● **DO THIS**: Pick out each line in the records below that contains the word "wooden" and copy it.

● **MATERIAL FOR THIS TASK**:

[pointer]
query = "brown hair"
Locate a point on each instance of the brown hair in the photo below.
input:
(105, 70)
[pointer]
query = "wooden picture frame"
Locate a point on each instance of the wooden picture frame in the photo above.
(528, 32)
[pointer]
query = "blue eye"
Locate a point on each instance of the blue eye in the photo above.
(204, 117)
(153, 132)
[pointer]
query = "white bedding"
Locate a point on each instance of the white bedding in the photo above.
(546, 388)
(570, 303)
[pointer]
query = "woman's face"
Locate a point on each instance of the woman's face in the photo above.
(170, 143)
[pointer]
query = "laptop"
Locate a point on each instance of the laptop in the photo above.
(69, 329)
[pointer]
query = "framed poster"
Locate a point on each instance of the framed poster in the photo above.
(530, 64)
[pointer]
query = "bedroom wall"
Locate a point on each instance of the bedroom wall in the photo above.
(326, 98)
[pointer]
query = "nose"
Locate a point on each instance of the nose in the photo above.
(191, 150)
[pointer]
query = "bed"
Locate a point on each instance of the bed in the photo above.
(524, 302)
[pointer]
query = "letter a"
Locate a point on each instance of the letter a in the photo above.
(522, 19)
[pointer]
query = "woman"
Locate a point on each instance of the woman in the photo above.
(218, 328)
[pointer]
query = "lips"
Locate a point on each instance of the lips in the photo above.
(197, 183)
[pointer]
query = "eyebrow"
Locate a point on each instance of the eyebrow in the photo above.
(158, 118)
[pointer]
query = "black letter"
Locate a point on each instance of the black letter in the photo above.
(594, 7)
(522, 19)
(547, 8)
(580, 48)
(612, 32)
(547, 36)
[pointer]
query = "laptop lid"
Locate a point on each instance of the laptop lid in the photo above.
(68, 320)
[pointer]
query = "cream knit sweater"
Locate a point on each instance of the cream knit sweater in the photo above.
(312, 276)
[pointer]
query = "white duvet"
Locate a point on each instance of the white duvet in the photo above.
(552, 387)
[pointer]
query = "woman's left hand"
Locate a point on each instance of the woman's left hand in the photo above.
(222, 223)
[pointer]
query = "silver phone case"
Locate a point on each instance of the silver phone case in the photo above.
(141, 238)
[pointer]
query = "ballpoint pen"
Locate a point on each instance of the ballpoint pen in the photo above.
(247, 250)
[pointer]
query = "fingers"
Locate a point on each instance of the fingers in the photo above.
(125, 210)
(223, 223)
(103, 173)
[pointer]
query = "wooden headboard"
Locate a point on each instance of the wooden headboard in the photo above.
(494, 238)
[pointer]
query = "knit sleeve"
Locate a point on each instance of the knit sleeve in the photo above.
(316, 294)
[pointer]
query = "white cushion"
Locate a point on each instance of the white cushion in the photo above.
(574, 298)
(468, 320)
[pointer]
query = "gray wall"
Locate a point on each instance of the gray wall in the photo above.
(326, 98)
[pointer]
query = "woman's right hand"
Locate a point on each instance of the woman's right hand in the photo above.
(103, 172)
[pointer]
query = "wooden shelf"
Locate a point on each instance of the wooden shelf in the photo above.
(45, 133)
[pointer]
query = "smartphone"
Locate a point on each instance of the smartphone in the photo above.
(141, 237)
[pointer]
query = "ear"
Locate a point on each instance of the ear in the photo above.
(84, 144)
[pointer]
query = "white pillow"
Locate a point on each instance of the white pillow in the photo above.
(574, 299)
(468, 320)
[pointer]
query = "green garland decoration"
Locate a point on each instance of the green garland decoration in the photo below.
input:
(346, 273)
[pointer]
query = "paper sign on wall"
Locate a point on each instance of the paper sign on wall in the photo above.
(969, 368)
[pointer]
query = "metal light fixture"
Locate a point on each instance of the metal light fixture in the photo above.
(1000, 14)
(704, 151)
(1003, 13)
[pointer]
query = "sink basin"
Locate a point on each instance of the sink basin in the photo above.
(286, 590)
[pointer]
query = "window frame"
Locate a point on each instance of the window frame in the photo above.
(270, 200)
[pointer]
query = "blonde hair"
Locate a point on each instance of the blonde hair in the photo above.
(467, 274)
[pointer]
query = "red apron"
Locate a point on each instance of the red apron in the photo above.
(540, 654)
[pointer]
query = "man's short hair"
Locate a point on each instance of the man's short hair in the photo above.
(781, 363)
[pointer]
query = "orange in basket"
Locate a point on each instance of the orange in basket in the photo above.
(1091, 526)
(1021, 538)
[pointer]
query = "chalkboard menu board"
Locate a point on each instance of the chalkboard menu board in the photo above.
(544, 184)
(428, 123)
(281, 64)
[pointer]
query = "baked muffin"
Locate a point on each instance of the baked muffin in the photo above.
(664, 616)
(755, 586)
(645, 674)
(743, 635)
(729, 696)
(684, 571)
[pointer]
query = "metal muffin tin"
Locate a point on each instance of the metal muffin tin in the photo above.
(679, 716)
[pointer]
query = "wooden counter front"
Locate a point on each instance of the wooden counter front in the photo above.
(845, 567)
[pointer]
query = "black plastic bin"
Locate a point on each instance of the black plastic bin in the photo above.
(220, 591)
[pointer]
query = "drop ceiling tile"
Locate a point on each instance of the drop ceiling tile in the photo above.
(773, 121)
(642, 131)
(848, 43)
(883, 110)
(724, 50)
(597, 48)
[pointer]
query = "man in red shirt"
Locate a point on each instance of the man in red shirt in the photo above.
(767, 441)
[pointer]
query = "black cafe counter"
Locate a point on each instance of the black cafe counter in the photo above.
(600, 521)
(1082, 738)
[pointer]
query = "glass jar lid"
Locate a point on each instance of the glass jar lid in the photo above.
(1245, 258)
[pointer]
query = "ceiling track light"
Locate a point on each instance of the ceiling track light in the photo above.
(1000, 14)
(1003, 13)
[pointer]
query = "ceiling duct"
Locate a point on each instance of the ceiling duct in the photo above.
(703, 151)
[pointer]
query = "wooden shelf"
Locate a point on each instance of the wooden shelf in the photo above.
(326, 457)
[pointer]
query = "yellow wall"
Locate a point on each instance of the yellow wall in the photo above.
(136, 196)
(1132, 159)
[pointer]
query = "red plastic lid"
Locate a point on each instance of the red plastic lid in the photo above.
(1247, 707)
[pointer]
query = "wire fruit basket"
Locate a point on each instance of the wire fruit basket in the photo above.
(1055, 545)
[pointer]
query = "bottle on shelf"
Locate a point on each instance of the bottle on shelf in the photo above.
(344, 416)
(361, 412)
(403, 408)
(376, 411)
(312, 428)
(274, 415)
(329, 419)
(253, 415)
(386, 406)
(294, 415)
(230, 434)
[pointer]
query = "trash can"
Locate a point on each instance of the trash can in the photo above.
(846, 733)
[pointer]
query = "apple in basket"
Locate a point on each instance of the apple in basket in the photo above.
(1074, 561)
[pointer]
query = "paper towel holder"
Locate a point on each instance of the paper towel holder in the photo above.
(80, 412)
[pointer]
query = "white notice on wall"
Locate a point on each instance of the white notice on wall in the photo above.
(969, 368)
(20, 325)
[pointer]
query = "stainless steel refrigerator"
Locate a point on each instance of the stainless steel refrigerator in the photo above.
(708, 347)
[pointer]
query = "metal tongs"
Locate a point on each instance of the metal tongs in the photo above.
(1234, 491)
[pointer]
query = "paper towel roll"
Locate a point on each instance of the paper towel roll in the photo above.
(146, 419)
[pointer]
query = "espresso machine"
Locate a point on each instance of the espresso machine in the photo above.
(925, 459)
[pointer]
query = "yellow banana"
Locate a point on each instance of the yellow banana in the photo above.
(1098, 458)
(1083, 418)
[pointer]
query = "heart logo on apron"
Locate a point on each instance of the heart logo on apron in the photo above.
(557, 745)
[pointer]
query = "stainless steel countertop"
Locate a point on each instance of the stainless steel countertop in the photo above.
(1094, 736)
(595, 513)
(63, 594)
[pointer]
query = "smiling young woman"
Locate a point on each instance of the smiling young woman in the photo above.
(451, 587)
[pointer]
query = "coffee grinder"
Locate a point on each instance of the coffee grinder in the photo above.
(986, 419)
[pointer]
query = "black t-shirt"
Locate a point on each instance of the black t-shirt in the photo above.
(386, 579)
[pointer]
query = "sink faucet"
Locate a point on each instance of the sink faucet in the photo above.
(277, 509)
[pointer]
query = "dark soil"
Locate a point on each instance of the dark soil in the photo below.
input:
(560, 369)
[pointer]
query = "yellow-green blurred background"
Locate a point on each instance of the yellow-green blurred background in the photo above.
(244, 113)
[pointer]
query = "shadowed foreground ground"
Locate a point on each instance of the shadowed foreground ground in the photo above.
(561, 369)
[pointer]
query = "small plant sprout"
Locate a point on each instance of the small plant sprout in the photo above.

● **SOLUTION**:
query = "wooden picture frame"
Locate a point on each instance of the wooden picture frame in the photo above.
query = "wooden headboard"
Locate a point on each instance of the wooden headboard in the photo above.
query = "wooden shelf"
Locate a point on each instance of the wooden shelf in the photo above.
query = "wooden counter front"
Locate a point on each instance of the wooden counter front in the photo above.
query = "wooden shelf"
Locate a point on each instance of the wooden shelf in the photo above.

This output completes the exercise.